[Code of Federal Regulations]
[Title 26, Volume 1]
[Revised as of April 1, 2003]
From the U.S. Government Printing Office via GPO Access
[CITE: 26CFR1.44-3]

[Page 199-203]
 
                       TITLE 26--INTERNAL REVENUE
 
     CHAPTER I--INTERNAL REVENUE SERVICE, DEPARTMENT OF THE TREASURY
 
PART 1--INCOME TAXES--Table of Contents
 
Sec. 1.44-3  Certificate by seller.

    (a) Requirement of certification by seller. Taxpayers claiming the 
credit should attach Form 5405, Credit for Purchase or Construction of 
New Principal Residence, to their tax returns on which the credit is 
claimed. Except in the case of self-construction (as defined in 
Sec. 1.44-5(d)), taxpayers must attach a certification by the seller 
that construction of the residence began before March 26, 1975, and that 
the purchase price is the lowest price at which the residence was 
offered for sale after February 28, 1975. For purposes of section 
44(e)(4) and this section, the term ``price'' generally does not include 
costs of acquisition other than the amount of the consideration from the 
purchaser to the seller. However, for rules relating to adjustments in 
price due to changes in financing terms and closing costs see paragraph 
(d)(2) of this section.
    (b) Form of certification. The following form of the certification 
statement is suggested:

    I certify that the construction of the residence at (specify 
address) was begun before March 26, 1975, and that this residence has 
not been offered for sale after February 28, 1975 in a listing, a 
written private offer, or an offer by means of advertisement at a lower 
purchase price than (state price), the price at which I sold the 
residence to (state name, present address, and social security number of 
purchaser) by contract dated (give date).
    (Date, seller's signature and taxpayer identification number.)


However, any written certification filed by the taxpayer will be 
accepted provided that such certification is signed by the seller and 
states that construction of the residence began before March 26, 1975, 
and that the purchase price of the residence is the lowest price at 
which the residence was offered for sale after February 28, 1975. With 
regard to factory-made homes the seller, in the absence of his own 
knowledge as to the commencement of construction, may attach to his own 
certification a certification from the manufacturer that construction 
began before March 26, 1975, and may certify based on the manufacturer's 
certification. It is suggested that both certifications include the 
serial number, if any, of the residence.
    (c) Offer to sell. (1) For purposes of section 44(e)(4) and this 
section, an offer to sell is limited to an offer to sell a specified 
residence at a specified purchase price.
    (2) An ``offer'' includes any written offer, whether made to a 
particular purchaser or to the public, and any offer by means of 
advertising. Advertising includes an offer to sell published by 
billboards, flyers, brochures, price lists (unless the lists are 
exclusively for the internal use of the seller and are not made 
available to the public), mailings, newspapers, periodicals, radio, or 
television. The listing of a property with a real estate agency, the

[[Page 200]]

filing of a prospectus and the registration of construction plans and 
price lists with the appropriate authorities (in the case of 
condominiums or cooperative housing developments) are to be considered 
offers made to the public.

§

Tasks and exercises —
[1] Under the seller-certification regulation, which form should taxpayers attach to the tax return on which they claim the credit?
[2] List the ways of offering a residence for sale that the suggested certification statement in the seller-certification regulation names.
[3] Carry on the seller-certification regulation from the point where it stops.

§

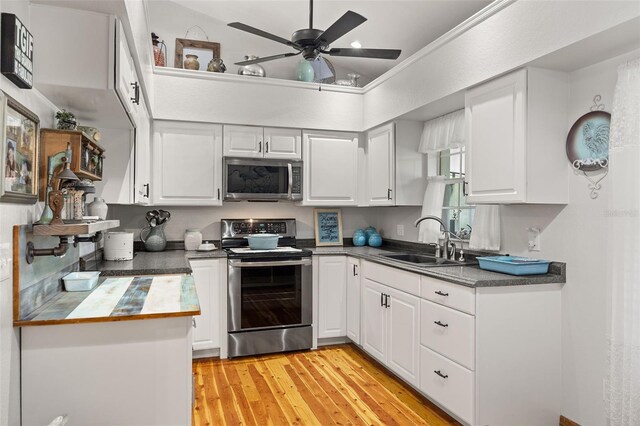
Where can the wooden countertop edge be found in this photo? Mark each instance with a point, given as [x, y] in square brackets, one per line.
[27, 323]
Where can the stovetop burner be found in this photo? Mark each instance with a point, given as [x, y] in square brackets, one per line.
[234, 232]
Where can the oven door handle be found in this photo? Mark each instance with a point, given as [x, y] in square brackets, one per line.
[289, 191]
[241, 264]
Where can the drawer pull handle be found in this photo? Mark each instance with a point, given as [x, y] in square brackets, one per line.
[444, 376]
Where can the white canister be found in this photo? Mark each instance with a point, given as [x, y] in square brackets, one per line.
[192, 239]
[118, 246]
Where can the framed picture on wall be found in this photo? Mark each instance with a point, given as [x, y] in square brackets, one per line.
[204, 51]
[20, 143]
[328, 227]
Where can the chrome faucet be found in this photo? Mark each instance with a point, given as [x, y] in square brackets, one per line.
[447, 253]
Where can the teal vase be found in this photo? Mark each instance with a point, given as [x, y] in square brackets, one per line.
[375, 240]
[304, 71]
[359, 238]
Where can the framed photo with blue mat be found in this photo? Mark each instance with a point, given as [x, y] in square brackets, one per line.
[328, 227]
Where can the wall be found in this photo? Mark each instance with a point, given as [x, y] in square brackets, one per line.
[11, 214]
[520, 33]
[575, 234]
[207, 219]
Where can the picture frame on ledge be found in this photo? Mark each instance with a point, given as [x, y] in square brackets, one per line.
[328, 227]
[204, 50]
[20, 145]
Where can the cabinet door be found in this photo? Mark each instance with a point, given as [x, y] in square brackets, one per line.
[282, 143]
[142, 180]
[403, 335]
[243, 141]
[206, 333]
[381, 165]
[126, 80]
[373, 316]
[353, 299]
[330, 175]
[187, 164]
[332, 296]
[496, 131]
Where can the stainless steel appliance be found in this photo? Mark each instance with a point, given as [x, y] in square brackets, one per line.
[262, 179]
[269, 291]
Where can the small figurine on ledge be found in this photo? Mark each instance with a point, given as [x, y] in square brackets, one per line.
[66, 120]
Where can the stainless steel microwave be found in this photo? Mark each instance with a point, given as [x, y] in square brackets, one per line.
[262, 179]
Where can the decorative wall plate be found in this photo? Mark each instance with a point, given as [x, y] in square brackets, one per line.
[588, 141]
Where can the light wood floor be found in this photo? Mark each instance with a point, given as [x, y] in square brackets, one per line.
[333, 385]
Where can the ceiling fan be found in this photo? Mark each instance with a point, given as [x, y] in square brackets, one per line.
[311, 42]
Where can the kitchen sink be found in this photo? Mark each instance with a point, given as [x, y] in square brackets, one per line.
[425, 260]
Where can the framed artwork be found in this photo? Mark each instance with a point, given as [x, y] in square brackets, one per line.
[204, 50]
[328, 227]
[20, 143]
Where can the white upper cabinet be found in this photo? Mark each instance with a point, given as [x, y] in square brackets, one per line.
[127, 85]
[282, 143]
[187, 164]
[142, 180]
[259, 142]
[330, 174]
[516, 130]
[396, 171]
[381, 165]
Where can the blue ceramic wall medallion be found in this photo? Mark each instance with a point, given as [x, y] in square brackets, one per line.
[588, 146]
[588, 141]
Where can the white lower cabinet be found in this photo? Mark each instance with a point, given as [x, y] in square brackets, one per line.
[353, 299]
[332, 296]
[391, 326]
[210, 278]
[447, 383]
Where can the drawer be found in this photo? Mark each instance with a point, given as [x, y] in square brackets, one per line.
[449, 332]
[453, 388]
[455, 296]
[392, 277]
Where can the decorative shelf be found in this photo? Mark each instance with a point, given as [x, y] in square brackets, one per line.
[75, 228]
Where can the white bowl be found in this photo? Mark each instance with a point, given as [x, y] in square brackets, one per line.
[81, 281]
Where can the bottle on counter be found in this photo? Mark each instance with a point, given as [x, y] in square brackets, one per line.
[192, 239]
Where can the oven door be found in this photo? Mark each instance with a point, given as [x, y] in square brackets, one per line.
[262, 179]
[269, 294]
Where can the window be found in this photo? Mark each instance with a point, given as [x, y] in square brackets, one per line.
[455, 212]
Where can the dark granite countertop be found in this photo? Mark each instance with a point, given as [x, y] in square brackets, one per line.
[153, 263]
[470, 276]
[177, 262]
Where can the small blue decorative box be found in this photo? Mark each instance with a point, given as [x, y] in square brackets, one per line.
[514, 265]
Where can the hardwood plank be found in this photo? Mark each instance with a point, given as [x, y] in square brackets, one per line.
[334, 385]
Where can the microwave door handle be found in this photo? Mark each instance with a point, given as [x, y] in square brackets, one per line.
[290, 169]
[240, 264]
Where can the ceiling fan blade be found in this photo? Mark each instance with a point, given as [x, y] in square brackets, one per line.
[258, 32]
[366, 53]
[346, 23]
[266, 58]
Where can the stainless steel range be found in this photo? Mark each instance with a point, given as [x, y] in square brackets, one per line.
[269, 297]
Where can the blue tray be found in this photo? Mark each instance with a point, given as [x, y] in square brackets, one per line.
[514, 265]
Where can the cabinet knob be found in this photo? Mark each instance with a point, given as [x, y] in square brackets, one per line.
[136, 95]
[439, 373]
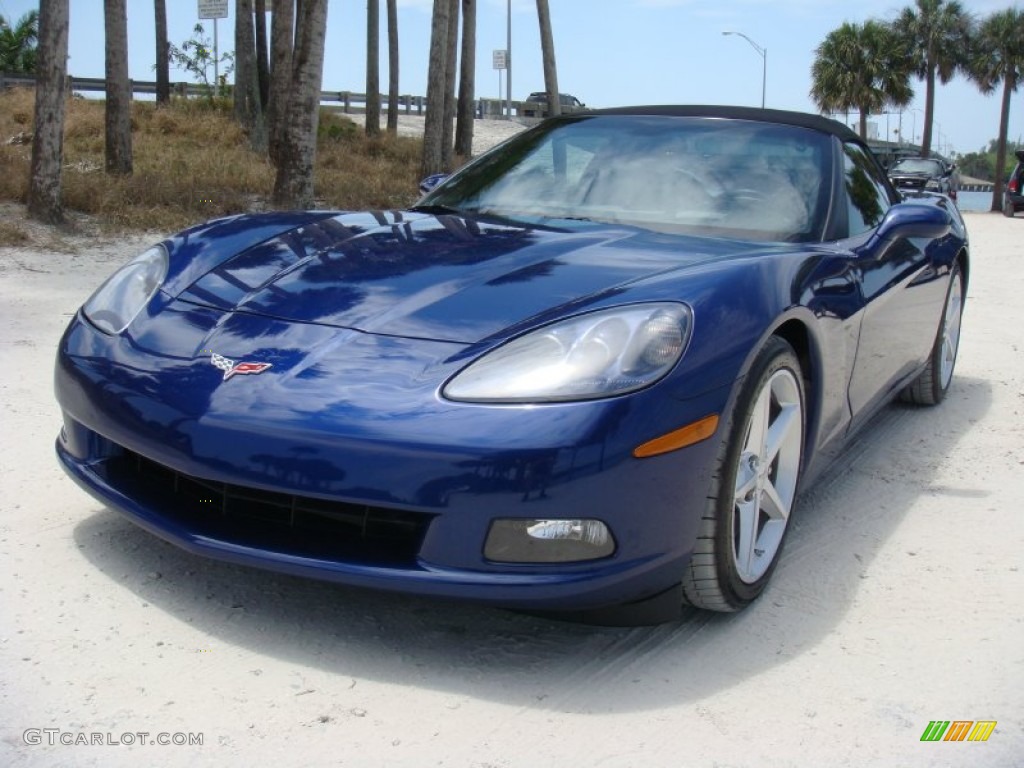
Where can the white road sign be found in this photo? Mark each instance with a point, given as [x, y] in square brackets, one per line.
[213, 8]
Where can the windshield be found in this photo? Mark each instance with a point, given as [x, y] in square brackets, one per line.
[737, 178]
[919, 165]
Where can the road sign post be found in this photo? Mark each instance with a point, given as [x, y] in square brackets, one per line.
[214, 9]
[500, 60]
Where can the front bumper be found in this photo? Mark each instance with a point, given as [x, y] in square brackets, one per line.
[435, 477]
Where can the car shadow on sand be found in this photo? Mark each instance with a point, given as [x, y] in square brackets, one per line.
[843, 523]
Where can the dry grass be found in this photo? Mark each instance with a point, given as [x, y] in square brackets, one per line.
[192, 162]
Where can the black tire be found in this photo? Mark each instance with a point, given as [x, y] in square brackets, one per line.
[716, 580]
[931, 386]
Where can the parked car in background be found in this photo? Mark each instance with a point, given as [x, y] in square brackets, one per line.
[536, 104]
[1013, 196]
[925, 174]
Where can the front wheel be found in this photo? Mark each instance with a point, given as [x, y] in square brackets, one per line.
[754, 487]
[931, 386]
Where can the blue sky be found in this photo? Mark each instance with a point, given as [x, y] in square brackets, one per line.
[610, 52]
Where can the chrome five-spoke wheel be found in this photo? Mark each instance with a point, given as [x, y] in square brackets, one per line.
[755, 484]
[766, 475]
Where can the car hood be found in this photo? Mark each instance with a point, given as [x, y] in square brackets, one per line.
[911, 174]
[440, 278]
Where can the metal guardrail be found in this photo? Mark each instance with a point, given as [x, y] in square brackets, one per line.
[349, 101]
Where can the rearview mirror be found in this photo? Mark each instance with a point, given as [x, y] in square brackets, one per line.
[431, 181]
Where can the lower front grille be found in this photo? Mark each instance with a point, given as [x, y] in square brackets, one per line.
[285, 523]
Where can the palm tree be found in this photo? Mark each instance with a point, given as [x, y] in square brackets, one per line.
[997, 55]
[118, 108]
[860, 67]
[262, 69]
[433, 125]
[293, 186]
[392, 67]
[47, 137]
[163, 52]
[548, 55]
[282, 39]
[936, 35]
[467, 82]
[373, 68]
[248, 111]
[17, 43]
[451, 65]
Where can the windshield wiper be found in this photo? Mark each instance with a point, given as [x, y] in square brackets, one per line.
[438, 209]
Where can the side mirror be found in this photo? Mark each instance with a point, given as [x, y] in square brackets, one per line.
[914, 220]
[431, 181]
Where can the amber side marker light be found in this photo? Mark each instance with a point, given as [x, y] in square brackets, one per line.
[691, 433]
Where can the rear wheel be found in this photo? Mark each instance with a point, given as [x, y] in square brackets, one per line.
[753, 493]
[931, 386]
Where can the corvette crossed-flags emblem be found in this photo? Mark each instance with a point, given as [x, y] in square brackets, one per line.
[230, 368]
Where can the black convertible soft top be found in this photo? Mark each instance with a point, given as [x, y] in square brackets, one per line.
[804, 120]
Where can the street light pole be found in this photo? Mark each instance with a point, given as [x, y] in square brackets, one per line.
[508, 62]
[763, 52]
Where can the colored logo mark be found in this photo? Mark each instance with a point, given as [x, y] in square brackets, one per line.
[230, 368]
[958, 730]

§

Expected outputs —
[1] Form 5405, Credit for Purchase or Construction of New Principal Residence.

[2]
- a listing
- a written private offer
- an offer by means of advertisement

[3]
    (3) An offer to sell a specified residence includes:
    (i) Both an offer to sell an existing residence and an offer to 
build and sell a residence of substantially the same design or model as 
that purchased by the taxpayer on the same lot as that on which the 
taxpayer's new principal residence was constructed. It does not include 
an offer to sell the same model residence on a different lot. Where a 
residence of a particular design or model is offered at a specific base 
price, additions of property to the residence, no matter how extensive, 
will not result in the residence being treated as a different residence 
for the purpose of determining the lowest offer (as defined in paragraph 
(f) of Sec. 1.44-5).
    (ii) In the case of a condominium or cooperative housing development 
where units are offered for sale on the basis of models (e.g., all Model 
C two-bedroom apartments sell at a specified base price), an offer to 
sell a specified residence includes an offer to sell a specific type of 
unit (with appropriate adjustments to be made for the location of such 
unit and as provided in paragraph (d) of this section).
    (iii) In the case of a factory-made home, an offer to sell a 
specified residence includes an offer to sell the same model home as 
that purchased by the taxpayer, provided that the offer is made after 
the seller has the right to sell the home purchased by the taxpayer 
(i.e., has that specific home in his inventory). However, it does not 
include an offer to sell such home with land which is not included in 
the taxpayer's purchase nor an offer to sell such home without land 
which is included in the taxpayer's purchase. Appropriate adjustments to 
a prior offer shall be made as provided in paragraph (d) of this 
section, including adjustments for any delivery and installation charges 
as provided in paragraph (d)(3).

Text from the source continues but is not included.